Texto de origen.
Verano y veraneantes

DEL VERANO

Hace ya unos días que llegó el verano astronómico, pero es hasta hoy que no empiezo a percibir, a oler el verano. Lo han notado hoy mis ritmos circadianos, la bajada extrema de tensión que me producen los días en que empieza a apretar la calor del verano, que me coge desprevenido trasteando por la huerta.Y lo digo con pesar, pues estábamos muy a gusto disfrutando de este verano canario de noches frescas, que puedes dormir a la pata la llana sin encender el fastidioso aire acondicionado.  Le viene al pelo al aire acondicionado las letrillas aquellas del fandango 

Ni contigo ni sin ti 
tienen mis males remedio. 
Contigo porque me matas,
y sin ti porque me muero. 

Pues eso, que en las noches tórridas donde el termómetro anda por encima de los 24 ºC y el aire no mueve una hoja, con el aire acondicionado enchufado malduermes, porque las rachas de marea artificial calan los huesos y la sequedad del ambiente irrita la garganta, y sin el aire das vueltas y vueltas sudoroso en la cama sin poder pegar ojo.

El signo más evidente de progreso en esta latitudes y a la vez de la insostenibilidad de éste, si no se hace algo pronto, es la profusión de equipos de aire acondicionado. La demanda de energía se ha disparado a determinadas horas puntas y si no fuese por el desánimo consumista de la actual crisis andábamos con un aparato, una  consola o splitz, en cada dependencia de la casa, incluido baños y cocinas. Al principio queríamos el confort sólo para dormir, en las habitaciones dormitorio, en el resto de la casa aguantábamos el calor o recurríamos al ventilador, bien el portátil multiusos o a los ventiladores de techo de grandes aspas. Así hemos vivido muchos años, ahora los entrañables ventiladores nos parecen insuficientes.

Elementos de una fuente de datos
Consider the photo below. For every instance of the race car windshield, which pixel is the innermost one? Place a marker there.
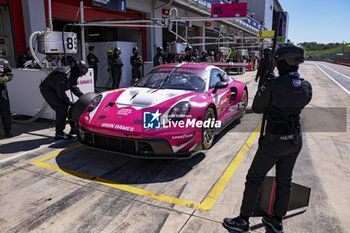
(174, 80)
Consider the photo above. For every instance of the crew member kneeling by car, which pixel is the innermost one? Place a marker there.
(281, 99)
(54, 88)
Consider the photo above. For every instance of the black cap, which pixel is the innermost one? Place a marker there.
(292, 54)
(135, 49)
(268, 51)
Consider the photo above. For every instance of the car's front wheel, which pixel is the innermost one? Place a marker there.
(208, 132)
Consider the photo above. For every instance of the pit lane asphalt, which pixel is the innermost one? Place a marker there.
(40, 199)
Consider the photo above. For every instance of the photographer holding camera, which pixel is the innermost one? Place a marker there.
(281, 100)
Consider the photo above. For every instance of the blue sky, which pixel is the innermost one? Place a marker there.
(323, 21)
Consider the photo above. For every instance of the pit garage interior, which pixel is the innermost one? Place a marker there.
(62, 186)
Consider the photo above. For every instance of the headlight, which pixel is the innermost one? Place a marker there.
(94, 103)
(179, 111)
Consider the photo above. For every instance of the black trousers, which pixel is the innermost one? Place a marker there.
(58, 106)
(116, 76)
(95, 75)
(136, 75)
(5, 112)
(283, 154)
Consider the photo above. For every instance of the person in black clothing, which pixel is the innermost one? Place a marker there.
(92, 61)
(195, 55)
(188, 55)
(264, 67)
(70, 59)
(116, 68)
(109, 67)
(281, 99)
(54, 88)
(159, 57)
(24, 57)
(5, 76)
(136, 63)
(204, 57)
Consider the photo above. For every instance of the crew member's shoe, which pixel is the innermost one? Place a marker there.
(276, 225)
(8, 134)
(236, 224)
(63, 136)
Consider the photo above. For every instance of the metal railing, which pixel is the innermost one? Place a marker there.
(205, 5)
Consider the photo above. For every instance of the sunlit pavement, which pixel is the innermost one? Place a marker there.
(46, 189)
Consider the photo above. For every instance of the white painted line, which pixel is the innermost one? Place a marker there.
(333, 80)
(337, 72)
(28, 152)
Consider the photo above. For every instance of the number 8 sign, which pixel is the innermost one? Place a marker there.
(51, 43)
...
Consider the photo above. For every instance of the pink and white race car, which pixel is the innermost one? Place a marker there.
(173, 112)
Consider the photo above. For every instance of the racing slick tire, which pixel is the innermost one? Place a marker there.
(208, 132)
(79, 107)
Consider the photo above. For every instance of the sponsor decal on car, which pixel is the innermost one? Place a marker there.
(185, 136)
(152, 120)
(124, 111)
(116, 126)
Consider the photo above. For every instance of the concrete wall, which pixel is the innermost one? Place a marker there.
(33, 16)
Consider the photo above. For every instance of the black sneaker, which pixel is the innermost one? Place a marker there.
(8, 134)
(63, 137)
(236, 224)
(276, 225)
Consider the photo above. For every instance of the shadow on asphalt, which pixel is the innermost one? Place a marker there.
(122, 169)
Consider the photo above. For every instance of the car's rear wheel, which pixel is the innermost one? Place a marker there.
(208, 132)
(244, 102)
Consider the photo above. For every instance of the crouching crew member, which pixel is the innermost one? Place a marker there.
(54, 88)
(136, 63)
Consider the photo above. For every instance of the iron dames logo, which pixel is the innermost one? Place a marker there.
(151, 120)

Objetivo 1. Reproduce palabra por palabra el texto sobre el verano desde "Pues eso, que" hasta "poder pegar ojo.".
Objetivo 2. Según el texto sobre el verano, ¿por encima de qué temperatura anda el termómetro en las noches tórridas?
Las líneas no hacen falta para nada de lo que se pide.

Respuesta del ejercicio 1.
Pues eso, que en las noches tórridas donde el termómetro anda por encima de los 24 ºC y el aire no mueve una hoja, con el aire acondicionado enchufado malduermes, porque las rachas de marea artificial calan los huesos y la sequedad del ambiente irrita la garganta, y sin el aire das vueltas y vueltas sudoroso en la cama sin poder pegar ojo.

Respuesta del ejercicio 2. Por encima de los 24 ºC.